Quellenauszug -
Reicht das Elterngeld noch? "Das Konto ist Mitte des Monats leer"
Anfang 2007 löste das Elterngeld das frühere Erziehungsgeld ab. Erhöht wurde es seitdem nicht - obwohl die SPD, Grüne und FDP das in ihrem Koalitionsvertrag vereinbart hatten.
Sarah lebt mit ihrer Familie mitten im Berliner Stadtteil Tempelhof. Ihre Tochter Toni ist im November geboren. Die 40-Jährige ist in Elternzeit. Wie damals bei Sohn Max - der ist jetzt sechs. Ihr Mann, der deutlich mehr verdient als sie, arbeitet weiter. Sarah bekommt in der Elternzeit genauso viel Geld wie beim ersten Kind. Leisten kann sie sich weniger.
Vor fünf Jahren habe sie in Berlin 1,60 für eine Kugel Eis bezahlt. "Fünf Jahre später zahlst du 2,60 pro Kugel - und wenn ich dann auch eine esse habe ich über fünf Euro für zwei Kugeln Eis ausgegeben. Im Vergleich zu vor fünf, sechs Jahren ist es wirklich so: das Konto ist Mitte des Monats leer mit dem Elterngeld und nicht mehr Ende des Monats." Und weil nicht nur das Eis teurer geworden ist, sollte es dringend mehr Elterngeld geben, findet Sarah.
CDU kritisiert ausbleibende Anpassung
Leni Breymaier, die familienpolitische Sprecherin der SPD, versteht das. "Das ist sehr sehr ärgerlich und da haben die Betroffenen vollkommen recht, und vor allem, weil wir ja im Koalitionsvertrag verabredet haben, dass wir das Elterngeld dynamisieren wollen. Ich würde mir darunter vorstellen, dass der Betrag einfach regelmäßig steigt und der Punkt ist noch nicht durchgestrichen." SPD und Grüne seien für "mehr Elterngeld", aber die FDP sei dagegen.
Die Ampel setze damit ein "falsches Signal", meint Silvia Breher, die familienpolitische Sprecherin von der CDU. "Aus unserer Sicht ist eine Anpassung sowohl beim Basis- als auch beim Höchstbetrag dringend notwendig. Leider hat der Haushalt der Ampel offensichtlich die Prioritäten anders setzen lassen."

Aufgaben -
a) Übersetzen Sie aus dem Text zum Elterngeld folgenden Satz ins Englische: „Anfang 2007 löste das Elterngeld das frühere Erziehungsgeld ab.“
b) Führen Sie den Text zum Elterngeld im Anschluss an seinen letzten Satz weiter.
Die Liste ist für die Arbeit mit dem Text zum Elterngeld ohne Bedeutung.

Einträge zu Regionsumrissen
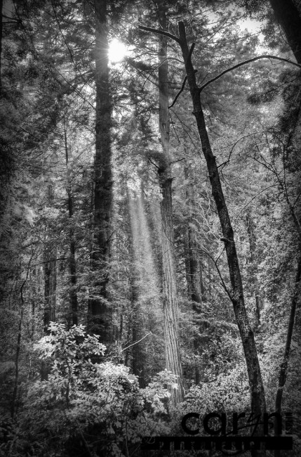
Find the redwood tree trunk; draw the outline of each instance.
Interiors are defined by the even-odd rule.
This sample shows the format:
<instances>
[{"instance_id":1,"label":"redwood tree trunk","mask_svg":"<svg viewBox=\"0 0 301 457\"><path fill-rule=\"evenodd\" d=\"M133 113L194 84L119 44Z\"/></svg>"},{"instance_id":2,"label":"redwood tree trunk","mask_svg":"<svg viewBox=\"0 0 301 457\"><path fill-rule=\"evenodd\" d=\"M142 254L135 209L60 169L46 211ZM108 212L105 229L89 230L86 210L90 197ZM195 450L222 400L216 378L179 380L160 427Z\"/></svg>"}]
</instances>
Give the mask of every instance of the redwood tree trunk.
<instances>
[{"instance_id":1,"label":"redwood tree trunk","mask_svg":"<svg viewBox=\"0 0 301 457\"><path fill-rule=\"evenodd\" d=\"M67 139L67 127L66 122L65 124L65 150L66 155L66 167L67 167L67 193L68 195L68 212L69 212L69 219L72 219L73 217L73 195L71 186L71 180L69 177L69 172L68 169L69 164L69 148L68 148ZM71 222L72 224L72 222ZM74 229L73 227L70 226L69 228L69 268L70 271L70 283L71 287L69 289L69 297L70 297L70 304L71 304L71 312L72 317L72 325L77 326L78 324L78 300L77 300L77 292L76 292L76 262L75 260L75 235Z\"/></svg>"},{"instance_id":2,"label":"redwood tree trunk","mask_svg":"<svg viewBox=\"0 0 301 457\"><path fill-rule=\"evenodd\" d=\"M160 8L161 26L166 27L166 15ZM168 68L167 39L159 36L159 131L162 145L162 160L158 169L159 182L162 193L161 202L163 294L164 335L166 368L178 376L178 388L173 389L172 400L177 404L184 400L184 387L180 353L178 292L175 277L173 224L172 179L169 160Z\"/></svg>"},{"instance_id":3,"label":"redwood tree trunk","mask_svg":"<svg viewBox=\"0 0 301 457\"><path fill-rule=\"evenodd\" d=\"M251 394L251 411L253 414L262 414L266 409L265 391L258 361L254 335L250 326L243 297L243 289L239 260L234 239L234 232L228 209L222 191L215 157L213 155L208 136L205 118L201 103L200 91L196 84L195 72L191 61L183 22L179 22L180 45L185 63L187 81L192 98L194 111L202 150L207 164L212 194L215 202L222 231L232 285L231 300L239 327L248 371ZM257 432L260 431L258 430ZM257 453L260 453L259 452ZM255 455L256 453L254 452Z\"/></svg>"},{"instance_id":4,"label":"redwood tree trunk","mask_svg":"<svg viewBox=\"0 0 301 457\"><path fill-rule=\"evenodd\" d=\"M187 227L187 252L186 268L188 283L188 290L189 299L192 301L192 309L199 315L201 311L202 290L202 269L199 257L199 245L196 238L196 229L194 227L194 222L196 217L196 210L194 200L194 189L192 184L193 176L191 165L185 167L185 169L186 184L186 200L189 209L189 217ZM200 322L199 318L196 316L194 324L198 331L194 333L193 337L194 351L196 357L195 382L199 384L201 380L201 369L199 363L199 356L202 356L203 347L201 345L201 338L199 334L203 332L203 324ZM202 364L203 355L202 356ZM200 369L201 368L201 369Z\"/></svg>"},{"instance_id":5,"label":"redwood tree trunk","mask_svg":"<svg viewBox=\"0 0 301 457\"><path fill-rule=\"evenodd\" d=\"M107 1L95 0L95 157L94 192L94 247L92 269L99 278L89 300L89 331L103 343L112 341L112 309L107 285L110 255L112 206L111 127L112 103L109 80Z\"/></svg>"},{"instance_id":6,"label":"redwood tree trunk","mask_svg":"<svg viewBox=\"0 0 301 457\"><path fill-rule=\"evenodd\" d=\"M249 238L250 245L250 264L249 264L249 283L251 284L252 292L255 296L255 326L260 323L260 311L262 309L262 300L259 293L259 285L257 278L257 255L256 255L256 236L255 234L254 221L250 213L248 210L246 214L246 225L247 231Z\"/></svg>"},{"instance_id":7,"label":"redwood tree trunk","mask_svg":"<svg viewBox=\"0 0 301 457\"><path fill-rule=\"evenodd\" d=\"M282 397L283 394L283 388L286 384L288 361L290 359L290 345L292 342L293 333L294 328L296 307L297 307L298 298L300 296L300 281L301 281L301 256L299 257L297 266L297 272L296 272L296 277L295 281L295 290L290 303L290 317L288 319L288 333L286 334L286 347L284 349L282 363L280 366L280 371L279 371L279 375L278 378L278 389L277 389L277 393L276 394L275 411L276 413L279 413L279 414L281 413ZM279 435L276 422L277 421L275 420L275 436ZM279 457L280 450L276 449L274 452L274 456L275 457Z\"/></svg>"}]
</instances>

Lösungen -
a) At the beginning of 2007, parental allowance replaced the former child-raising allowance.

b)
Aber auch als die CDU die Kanzlerin stellte, wurde der Elternbetrag nie angehoben. "In der vergangenen Legislatur, da war ich auch schon dabei, lag der Fokus tatsächlich eher darauf, das Elterngeld inhaltlich zu verbessern, und nicht an erster Stelle einfach nur zu erhöhen. Also Ziel war es, es besser zu machen, es mehr Eltern möglich zu machen", so Breher.
Wie viel Elterngeld ein betreuender Elternteil bekommt, hängt davon ab, wie viel Einkommen es vor der Geburt des Kindes hatte und ob nach der Geburt Einkommen wegfällt. Eltern mit höheren Einkommen erhalten 65 Prozent, Eltern mit niedrigeren Einkommen bis zu 100 Prozent des vorherigen Einkommens.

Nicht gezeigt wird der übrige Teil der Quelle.